━━━ Rows

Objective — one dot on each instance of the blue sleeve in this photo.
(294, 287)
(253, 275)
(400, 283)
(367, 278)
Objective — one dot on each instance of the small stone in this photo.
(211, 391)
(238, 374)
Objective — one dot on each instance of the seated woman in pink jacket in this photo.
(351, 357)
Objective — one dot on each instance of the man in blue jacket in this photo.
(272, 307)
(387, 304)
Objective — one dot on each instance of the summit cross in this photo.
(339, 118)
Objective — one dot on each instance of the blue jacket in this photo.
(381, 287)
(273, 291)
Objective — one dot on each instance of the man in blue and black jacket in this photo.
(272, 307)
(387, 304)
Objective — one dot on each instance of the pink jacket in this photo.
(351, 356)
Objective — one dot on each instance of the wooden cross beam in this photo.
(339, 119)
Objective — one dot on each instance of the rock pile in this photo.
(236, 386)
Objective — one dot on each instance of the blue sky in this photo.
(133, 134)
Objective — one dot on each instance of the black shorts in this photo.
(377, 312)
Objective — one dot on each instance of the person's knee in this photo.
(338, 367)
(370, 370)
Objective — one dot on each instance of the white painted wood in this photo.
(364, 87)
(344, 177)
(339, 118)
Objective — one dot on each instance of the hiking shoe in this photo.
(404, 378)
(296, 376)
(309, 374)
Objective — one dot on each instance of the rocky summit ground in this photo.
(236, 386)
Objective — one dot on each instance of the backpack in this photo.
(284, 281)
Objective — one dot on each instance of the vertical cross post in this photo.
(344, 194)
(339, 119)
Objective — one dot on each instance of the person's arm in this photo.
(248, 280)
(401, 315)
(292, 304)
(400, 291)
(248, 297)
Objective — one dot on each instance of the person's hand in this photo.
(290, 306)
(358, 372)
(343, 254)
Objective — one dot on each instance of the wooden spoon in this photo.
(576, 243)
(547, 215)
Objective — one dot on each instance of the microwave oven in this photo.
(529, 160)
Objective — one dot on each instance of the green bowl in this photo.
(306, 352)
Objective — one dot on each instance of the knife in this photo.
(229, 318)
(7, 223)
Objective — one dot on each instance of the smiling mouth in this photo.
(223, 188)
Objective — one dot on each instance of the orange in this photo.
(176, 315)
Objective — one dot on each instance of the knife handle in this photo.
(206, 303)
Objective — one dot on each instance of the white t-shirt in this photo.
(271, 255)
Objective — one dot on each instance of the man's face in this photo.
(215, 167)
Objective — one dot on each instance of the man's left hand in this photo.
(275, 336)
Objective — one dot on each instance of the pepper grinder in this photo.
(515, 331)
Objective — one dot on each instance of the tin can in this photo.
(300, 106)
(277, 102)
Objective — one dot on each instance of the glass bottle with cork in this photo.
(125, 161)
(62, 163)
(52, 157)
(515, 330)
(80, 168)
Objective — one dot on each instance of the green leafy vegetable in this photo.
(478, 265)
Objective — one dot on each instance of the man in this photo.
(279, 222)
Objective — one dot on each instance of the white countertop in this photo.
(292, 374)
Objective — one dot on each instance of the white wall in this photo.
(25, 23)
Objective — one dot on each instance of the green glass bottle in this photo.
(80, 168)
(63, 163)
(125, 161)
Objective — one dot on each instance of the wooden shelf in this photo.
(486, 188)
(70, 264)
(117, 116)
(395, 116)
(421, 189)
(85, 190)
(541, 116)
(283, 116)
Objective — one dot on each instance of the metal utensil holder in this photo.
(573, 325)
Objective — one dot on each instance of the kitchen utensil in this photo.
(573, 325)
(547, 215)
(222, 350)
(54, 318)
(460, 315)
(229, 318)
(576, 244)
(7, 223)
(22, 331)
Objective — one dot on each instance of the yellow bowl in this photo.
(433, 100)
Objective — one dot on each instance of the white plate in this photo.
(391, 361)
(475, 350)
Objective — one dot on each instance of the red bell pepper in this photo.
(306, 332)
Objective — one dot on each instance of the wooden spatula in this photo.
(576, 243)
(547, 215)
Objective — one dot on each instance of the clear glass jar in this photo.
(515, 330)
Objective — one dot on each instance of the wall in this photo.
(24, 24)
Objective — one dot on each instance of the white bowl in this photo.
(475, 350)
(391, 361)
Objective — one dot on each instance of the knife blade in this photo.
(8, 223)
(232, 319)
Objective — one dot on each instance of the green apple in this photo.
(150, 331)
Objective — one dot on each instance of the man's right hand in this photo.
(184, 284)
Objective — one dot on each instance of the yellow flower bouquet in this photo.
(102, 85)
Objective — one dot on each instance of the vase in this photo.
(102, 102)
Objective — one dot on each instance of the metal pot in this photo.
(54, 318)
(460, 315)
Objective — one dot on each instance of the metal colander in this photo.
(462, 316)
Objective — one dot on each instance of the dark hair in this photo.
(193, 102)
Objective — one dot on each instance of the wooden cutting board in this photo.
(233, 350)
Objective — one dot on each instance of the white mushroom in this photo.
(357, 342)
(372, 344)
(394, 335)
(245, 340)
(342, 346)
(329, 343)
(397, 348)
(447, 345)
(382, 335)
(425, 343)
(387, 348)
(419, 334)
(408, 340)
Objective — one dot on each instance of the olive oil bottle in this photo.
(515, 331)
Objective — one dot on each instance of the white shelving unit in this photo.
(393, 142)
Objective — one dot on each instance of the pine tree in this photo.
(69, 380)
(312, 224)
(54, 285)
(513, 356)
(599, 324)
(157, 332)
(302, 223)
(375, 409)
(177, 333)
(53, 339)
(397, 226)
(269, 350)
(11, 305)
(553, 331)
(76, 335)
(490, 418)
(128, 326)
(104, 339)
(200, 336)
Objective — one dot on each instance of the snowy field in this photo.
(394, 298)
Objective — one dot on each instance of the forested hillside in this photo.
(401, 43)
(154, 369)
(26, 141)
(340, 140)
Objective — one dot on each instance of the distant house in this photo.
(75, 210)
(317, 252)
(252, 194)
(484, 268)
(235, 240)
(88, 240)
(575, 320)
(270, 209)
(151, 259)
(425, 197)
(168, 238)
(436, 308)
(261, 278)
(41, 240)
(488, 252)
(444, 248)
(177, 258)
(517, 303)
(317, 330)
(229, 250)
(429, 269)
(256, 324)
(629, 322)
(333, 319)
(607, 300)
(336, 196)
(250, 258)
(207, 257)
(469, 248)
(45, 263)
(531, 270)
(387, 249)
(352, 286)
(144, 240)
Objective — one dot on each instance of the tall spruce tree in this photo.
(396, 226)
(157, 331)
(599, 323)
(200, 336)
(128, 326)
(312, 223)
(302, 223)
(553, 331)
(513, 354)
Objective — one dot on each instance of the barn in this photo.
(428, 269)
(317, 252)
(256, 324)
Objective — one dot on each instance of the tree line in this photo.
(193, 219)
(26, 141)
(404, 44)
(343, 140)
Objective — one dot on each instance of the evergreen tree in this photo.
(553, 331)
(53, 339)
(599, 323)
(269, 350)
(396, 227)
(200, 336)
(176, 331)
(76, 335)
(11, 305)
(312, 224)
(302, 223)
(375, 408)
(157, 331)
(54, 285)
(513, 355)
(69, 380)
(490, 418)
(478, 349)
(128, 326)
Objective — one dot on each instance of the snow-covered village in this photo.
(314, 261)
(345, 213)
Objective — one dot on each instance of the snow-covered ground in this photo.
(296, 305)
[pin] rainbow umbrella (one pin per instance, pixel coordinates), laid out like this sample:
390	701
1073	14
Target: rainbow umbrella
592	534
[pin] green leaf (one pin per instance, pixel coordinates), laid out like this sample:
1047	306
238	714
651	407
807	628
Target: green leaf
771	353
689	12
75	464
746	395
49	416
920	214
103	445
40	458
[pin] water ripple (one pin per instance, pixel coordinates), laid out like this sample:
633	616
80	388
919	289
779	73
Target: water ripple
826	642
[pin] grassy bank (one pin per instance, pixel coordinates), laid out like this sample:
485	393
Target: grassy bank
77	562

━━━━━━

From the line containing "Objective — one dot on each instance of the snow-covered ground" down to the last line, reproduce the records exactly. Include both ends.

Objective — one dot on each instance of the snow-covered ground in this photo.
(296, 305)
[pin] rainbow umbrella (one pin per instance, pixel coordinates), laid out like this sample:
390	701
1073	14
Target: rainbow umbrella
592	534
[pin] green leaf (one pin per instance, pixel coordinates), laid out like this sample:
1047	306
238	714
651	407
807	628
Target: green leaf
771	353
689	12
75	464
746	395
49	416
920	214
103	445
40	458
[pin] water ripple (one pin per instance, pixel coordinates), laid out like this sample:
633	616
80	388
919	289
779	73
Target: water ripple
826	642
[pin] grassy bank (one pin per instance, pixel coordinates), laid out like this sample:
485	393
Target: grassy bank
77	562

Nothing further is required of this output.